_To be done_. Copy the data below word for word, leaving out the images.

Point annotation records
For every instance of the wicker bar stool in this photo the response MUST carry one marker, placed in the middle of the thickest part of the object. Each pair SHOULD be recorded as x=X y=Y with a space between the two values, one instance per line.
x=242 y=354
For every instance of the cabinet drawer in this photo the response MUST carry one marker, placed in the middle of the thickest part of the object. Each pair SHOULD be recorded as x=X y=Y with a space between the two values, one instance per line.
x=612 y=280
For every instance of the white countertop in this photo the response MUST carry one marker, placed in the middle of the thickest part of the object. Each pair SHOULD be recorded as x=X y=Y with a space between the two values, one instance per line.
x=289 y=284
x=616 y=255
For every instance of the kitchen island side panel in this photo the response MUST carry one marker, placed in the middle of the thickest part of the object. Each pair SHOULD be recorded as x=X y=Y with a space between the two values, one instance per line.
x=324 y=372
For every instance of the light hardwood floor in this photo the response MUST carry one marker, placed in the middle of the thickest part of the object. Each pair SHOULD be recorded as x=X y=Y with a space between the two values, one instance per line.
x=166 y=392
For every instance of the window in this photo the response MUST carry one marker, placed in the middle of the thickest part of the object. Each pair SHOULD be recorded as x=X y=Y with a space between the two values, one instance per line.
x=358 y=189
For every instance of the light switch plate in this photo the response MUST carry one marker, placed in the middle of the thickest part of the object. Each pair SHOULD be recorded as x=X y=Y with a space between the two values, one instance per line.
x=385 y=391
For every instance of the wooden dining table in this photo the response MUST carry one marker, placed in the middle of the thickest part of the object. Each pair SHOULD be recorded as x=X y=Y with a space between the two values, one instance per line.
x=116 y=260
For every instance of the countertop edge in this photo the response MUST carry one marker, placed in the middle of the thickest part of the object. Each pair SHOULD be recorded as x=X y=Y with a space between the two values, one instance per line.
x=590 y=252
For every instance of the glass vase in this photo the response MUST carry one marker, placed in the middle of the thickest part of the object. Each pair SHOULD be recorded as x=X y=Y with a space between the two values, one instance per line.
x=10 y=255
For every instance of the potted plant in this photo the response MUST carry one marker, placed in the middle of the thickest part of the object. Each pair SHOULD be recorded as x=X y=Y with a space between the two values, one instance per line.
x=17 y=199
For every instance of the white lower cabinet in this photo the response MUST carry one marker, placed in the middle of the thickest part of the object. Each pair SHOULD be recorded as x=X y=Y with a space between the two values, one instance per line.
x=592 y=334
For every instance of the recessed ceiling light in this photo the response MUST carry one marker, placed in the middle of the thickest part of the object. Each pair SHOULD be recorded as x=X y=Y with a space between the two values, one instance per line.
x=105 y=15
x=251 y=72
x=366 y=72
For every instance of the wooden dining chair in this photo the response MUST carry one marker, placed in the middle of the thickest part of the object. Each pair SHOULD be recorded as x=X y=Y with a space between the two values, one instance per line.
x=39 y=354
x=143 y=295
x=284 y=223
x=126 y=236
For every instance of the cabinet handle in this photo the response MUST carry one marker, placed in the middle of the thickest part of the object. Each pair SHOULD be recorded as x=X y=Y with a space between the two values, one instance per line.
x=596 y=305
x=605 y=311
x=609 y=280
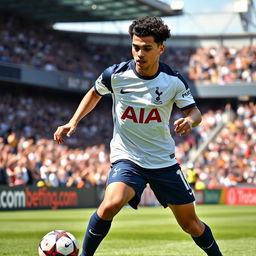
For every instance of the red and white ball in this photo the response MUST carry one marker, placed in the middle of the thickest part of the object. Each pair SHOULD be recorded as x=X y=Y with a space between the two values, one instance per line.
x=58 y=243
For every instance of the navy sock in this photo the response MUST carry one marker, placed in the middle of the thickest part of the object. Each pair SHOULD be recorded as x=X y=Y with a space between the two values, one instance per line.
x=207 y=242
x=97 y=229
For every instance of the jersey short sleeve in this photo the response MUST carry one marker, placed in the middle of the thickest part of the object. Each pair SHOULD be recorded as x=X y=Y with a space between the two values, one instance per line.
x=183 y=98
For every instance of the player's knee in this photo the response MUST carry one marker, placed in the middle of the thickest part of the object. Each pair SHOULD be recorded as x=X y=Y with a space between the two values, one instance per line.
x=193 y=227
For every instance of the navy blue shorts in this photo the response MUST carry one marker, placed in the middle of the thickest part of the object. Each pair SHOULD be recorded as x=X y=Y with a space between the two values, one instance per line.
x=168 y=184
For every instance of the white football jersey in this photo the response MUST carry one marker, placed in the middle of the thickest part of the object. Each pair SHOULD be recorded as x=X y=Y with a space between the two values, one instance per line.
x=142 y=107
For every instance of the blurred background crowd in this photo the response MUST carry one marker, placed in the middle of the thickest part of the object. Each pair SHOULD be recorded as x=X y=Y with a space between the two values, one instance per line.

_Output_.
For every instance of the wicker bar stool in this photo the response MUST carry one marker, placed in the middle of the thickest part of the object. Each pair SHOULD be recorded as x=X y=Y with a space between the two values, one instance per line.
x=242 y=354
For every instance of the cabinet drawer in this photo the response MUST carry one marker, placed in the middle of the thickest part of the object. Each pair SHOULD be recorded as x=X y=Y with a space between the two values, one instance per line.
x=612 y=280
For every instance of the white countertop in this photo the response MUST carry one marker, placed in the middle of the thickest part of the object. Each pair SHOULD be recorded as x=X y=Y with a space between the two values, one instance per line.
x=289 y=284
x=616 y=255
For every instance of the kitchen island side panel in this photo the response MUST carry one marker, placed in the middle of the thickest part of the object. Each pair SHOULD be recorded as x=X y=Y with a space between the two values, one instance per line.
x=324 y=372
For every instance of the light hardwood floor in this photo the response MUST carry one marker, placed in the middle of the thickest part of the object. Each pair SHOULD be recorded as x=X y=Y with a space between the two values, one instance per line.
x=166 y=392
For every instance of the window in this photo the response MUST carry one marker, placed in the middle of the thickest part of the object. Each pair SHOULD be recorded as x=X y=Y with a space between the two values, one instance per line.
x=358 y=189
For every instance of the light switch plate in this photo the response MUST carry one marker, placed in the middle of the thickest part of the object. Each pair SHOULD be recorded as x=X y=Y with a space between the two values, one instance per line.
x=385 y=391
For every instance of the wooden dining table in this photo the response MUST carry one marker, placed in the middle of the thickest part of the object. Each pair SHOULD be recorded as x=X y=Y with a space between the two values, one instance per line.
x=116 y=260
For every instance of the countertop edge in this photo the response MUST carry one marker, placed in the middle of the thickest part of the object. Each pair SHOULD be recorded as x=X y=Y with a space between the two values, one instance per line.
x=590 y=252
For every instance of the glass vase in this photo the response MUST carry one marker, placed in the middle of the thickest part of the object. Each pair SHOULD be recorded as x=X y=Y with a space between the two values, one instance per line.
x=10 y=255
For every instance of the potted plant in this photo the response MUST carry one marker, placed in the middle of the thickest part of the object. Each pair SHOULD be recorded as x=X y=Y with a space between the two values, one instance per line.
x=17 y=199
For every instance of the white lower cabinet in this photo the response MUST carry one marker, placed in the middle of the thickest part of the object. Each pair SHOULD be recorded as x=X y=Y with a space between the two values, one instance per line.
x=592 y=334
For every instance of the recessed ceiling light in this photo the response MUST carry one marker, placed in the middle of the thickest part of the object. Each pair SHOULD be recorded as x=X y=Y with a space between the two values, one instance per line.
x=105 y=15
x=251 y=72
x=366 y=72
For every instance of the wooden dining chair in this photo the response MUST carry one marker, placed in the middle of the thickest part of the object. Each pair SHOULD be recorded as x=X y=Y with a space between the two values, one instance per line.
x=39 y=354
x=143 y=295
x=284 y=223
x=126 y=236
For every instance of the cabinet handle in this photo the response MUST carry one marker, placed in the middle of the thickest part of the object. Each pair SHOULD be recorded as x=X y=Y with a space between the two values, one instance per line.
x=596 y=305
x=605 y=311
x=609 y=280
For every instance of the red and white ball in this photo the response MUST carry one marker, placed in the middle of the thickest part of the object. Each pair SHOULD be recorded as x=X y=Y with a space between the two values, one instance per line.
x=58 y=243
For every instance of the navy sock in this photo the response MUST carry one marker, placed in the middle of the thickest part of the object. Each pair SHOULD be recorded as x=X y=Y with a space between the two values, one instance per line.
x=207 y=242
x=97 y=229
For every instance of the jersey short sleeve in this photo the response MUST carry one marker, placed in the middle of the thickest part of the object. Each pair SHOULD be recorded as x=X y=Y with a space between the two values, one instance per line.
x=183 y=98
For every instance of the player's knee in this photo the response MUST carry one marker, placed in the middle of the thickest part of the object. Each pair SHOULD be recorded as x=X y=Y with a space between the two values, one instance per line.
x=193 y=227
For every instance of the navy blue shorts in this photo the response MUST carry one marker, placed in the middle of the thickest part of the object. Each pair SHOULD be recorded as x=X y=Y with a space between the two values, one instance per line.
x=168 y=184
For every instance of the white football jersey in this photo the response MUST carry one marker, placed in the middle of the thickest part of the object. Each pair SHOULD be recorded as x=X y=Y with a space between the two values, one instance per line.
x=142 y=107
For every instance of the blurred background crowd in this photo the response MUST carry one marker, placed in the middle of the thickest part of the object. Each pair SHOULD be recorded as x=X y=Y with a space between the two values, one instance per line.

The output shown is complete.